* **ENTRIES SUPPLIED**
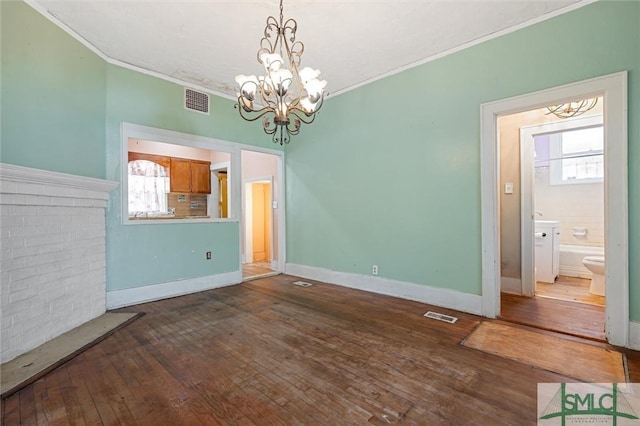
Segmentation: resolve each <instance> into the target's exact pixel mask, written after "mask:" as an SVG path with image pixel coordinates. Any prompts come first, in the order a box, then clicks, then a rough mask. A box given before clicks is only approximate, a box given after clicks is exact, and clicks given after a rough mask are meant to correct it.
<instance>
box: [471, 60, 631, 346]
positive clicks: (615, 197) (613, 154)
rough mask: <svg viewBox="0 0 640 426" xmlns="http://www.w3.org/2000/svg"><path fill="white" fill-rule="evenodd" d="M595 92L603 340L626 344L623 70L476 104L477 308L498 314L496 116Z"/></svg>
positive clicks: (625, 206) (499, 230) (627, 271)
mask: <svg viewBox="0 0 640 426" xmlns="http://www.w3.org/2000/svg"><path fill="white" fill-rule="evenodd" d="M597 95H601V96H603V98H604V102H603V104H604V105H603V107H604V108H603V116H604V120H605V150H606V152H605V158H606V164H605V176H606V179H605V185H606V187H605V197H606V198H605V228H606V232H605V234H606V236H605V238H606V241H605V247H606V250H607V253H606V259H607V262H606V268H605V277H606V282H607V283H608V285H607V286H606V289H605V293H606V307H605V322H606V339H607V340H608V341H609V343H611V344H614V345H618V346H625V347H627V346H628V344H629V265H628V263H629V256H628V220H627V215H628V208H627V199H628V191H627V183H628V180H627V179H628V178H627V112H626V111H627V73H626V72H621V73H616V74H612V75H608V76H603V77H598V78H594V79H591V80H586V81H583V82H578V83H573V84H569V85H566V86H560V87H556V88H552V89H547V90H543V91H540V92H536V93H532V94H528V95H522V96H518V97H514V98H509V99H505V100H501V101H496V102H492V103H488V104H484V105H482V106H481V113H482V134H481V138H482V265H483V274H482V312H483V315H485V316H487V317H492V318H495V317H497V316H500V315H501V297H500V296H501V294H500V290H501V269H502V268H501V266H502V263H503V259H502V258H501V241H500V226H499V224H500V211H501V208H502V206H501V204H500V198H499V195H500V192H501V191H500V192H499V190H501V189H502V188H500V187H499V185H500V167H499V165H500V161H499V160H500V157H501V155H502V153H501V152H500V145H499V133H498V128H497V120H498V117H499V116H503V115H508V114H513V113H517V112H522V111H528V110H534V109H538V108H541V107H544V106H547V105H557V104H560V103H564V102H568V101H571V100H575V99H583V98H588V97H593V96H597Z"/></svg>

* **WHAT THE TASK REQUIRES**
Copy all of the material above exactly as it stands, leaving out the picture.

* **ANSWER TO THE EXERCISE**
Segmentation: resolve each <instance> into the target's exact pixel mask, written after "mask:" as an SVG path with image pixel coordinates. Any prompts come first, in the order a box, then clicks, then a rough mask. A box given before clicks is only approximate, a box given after clicks is exact, and clicks given after a rough mask are meant to correct it.
<instance>
box: [471, 60, 631, 346]
positive clicks: (615, 197) (613, 154)
rough mask: <svg viewBox="0 0 640 426" xmlns="http://www.w3.org/2000/svg"><path fill="white" fill-rule="evenodd" d="M595 92L603 340L626 344L623 70L476 104L477 308L498 314L496 116Z"/></svg>
positive clicks: (625, 206) (499, 230) (627, 271)
mask: <svg viewBox="0 0 640 426" xmlns="http://www.w3.org/2000/svg"><path fill="white" fill-rule="evenodd" d="M597 95H601V96H603V98H604V102H603V104H604V105H603V107H604V108H603V116H604V120H605V150H606V152H605V158H606V164H605V176H606V179H605V185H606V187H605V197H606V198H605V228H606V232H605V234H606V236H605V238H606V241H605V247H606V250H607V253H606V259H607V262H606V268H605V277H606V282H607V283H608V285H607V286H606V289H605V293H606V307H605V322H606V339H607V340H608V341H609V343H611V344H614V345H618V346H625V347H627V346H628V344H629V265H628V263H629V256H628V220H627V215H628V208H627V199H628V191H627V183H628V180H627V179H628V178H627V112H626V111H627V73H626V72H621V73H616V74H612V75H608V76H603V77H598V78H594V79H591V80H586V81H583V82H578V83H573V84H569V85H566V86H560V87H556V88H552V89H547V90H543V91H540V92H536V93H532V94H528V95H522V96H518V97H514V98H509V99H505V100H501V101H496V102H492V103H488V104H484V105H482V106H481V113H482V134H481V138H482V265H483V274H482V312H483V315H485V316H487V317H492V318H495V317H497V316H500V315H501V297H500V296H501V294H500V290H501V269H502V268H501V266H502V263H503V259H502V258H501V241H500V226H499V224H500V211H501V208H502V206H501V204H500V198H499V195H500V192H501V191H500V192H499V190H501V189H502V188H500V187H499V185H500V167H499V165H500V161H499V160H500V157H501V155H502V153H501V152H500V145H499V133H498V128H497V120H498V117H499V116H503V115H508V114H513V113H517V112H522V111H528V110H534V109H538V108H541V107H544V106H547V105H557V104H560V103H564V102H568V101H571V100H575V99H583V98H588V97H593V96H597Z"/></svg>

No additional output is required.